### EXERCISE OBJECTIVE
Rewrite the material as a JSON list of strings with one string for each line, leaving out any blank lines.

:::::

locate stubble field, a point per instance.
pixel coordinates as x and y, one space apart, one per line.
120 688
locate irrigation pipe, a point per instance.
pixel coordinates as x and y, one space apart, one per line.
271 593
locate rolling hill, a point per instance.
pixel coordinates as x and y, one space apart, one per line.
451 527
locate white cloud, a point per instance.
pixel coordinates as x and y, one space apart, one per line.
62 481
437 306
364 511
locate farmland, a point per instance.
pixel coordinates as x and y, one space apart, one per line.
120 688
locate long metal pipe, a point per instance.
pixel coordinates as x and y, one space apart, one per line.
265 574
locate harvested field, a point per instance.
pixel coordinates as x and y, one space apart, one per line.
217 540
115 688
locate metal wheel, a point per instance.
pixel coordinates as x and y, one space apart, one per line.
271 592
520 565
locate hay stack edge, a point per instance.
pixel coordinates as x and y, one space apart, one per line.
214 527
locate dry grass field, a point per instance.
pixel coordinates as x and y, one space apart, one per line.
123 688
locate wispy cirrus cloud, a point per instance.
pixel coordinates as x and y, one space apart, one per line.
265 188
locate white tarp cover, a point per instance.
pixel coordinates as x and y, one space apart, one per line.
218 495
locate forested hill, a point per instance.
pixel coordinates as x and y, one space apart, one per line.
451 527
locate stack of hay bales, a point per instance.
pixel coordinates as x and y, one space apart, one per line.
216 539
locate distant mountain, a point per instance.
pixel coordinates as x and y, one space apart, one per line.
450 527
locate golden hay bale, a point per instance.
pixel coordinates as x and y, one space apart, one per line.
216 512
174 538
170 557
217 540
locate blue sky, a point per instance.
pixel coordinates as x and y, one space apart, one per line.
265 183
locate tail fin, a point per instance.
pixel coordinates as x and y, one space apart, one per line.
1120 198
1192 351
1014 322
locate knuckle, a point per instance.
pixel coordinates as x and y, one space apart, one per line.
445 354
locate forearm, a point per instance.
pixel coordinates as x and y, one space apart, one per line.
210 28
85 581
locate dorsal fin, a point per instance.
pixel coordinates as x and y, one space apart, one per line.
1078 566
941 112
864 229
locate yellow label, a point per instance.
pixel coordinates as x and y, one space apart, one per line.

:::::

### EXERCISE SOLUTION
[
  "locate stubble field, a point per instance.",
  "pixel coordinates as x and y, one space apart, one per line.",
  "120 688",
  "locate irrigation pipe, a point per instance.",
  "pixel coordinates as x and y, one space apart, one per line.",
  "271 593",
  "locate rolling hill, a point per instance.",
  "pixel coordinates as x and y, one space apart, one per line.",
  "451 527",
  "locate white cloud, a point per instance.",
  "pixel coordinates as x and y, one space apart, one per line.",
  "62 481",
  "437 306",
  "364 511",
  "locate farmland, a point per instance.",
  "pixel coordinates as x and y, one space apart, one per line.",
  "120 688",
  "locate long metal pipe, a point per instance.",
  "pixel coordinates as x and y, one space apart, one per line.",
  "265 574",
  "locate harvested field, a point per instance.",
  "pixel coordinates as x and y, one space apart, one per line.",
  "217 540",
  "115 688",
  "locate metal wheel, a point per instance.",
  "pixel coordinates as x and y, one space apart, one per line.",
  "271 592",
  "520 565",
  "locate hay stack edge, a point per instance.",
  "pixel coordinates as x and y, one space apart, one per line.",
  "214 527",
  "locate dry grass field, a point per instance.",
  "pixel coordinates as x and y, one space apart, one per line.",
  "123 688",
  "locate wispy cirrus cloud, a point per instance.",
  "pixel coordinates as x and y, one space apart, one per line.",
  "265 188",
  "locate white tarp cover, a point per instance.",
  "pixel coordinates as x and y, one space apart, one per line.",
  "218 495",
  "locate forested hill, a point per instance.",
  "pixel coordinates as x and y, one space apart, one per line.",
  "451 527",
  "locate stack of hay bales, a point per instance.",
  "pixel coordinates as x and y, one space apart, one per line.",
  "216 539",
  "locate distant mountain, a point per instance.",
  "pixel coordinates as x and y, one space apart, one per line.",
  "450 527",
  "locate golden hay bale, a point per instance.",
  "pixel coordinates as x and y, one space apart, one per line.",
  "216 512",
  "174 538",
  "170 557",
  "217 540",
  "locate blue sky, a point per instance.",
  "pixel coordinates as x and y, one space apart, one per line.",
  "265 183",
  "locate tail fin, a point per instance.",
  "pixel coordinates as x and y, one space apart, one per line.",
  "1120 198",
  "1192 351",
  "1014 322",
  "locate knuckle, a point per instance.",
  "pixel coordinates as x and y, one space apart, one per line.",
  "445 354",
  "locate forearm, a point per instance.",
  "pixel coordinates as x and y, one space apart, one per line.",
  "210 28",
  "85 581",
  "locate dorsal fin, a point per instance.",
  "pixel coordinates as x and y, one space apart, one per line.",
  "1078 566",
  "941 112",
  "864 229",
  "locate yellow label, a point per instance.",
  "pixel coordinates as x and y, one space apart, one per line."
]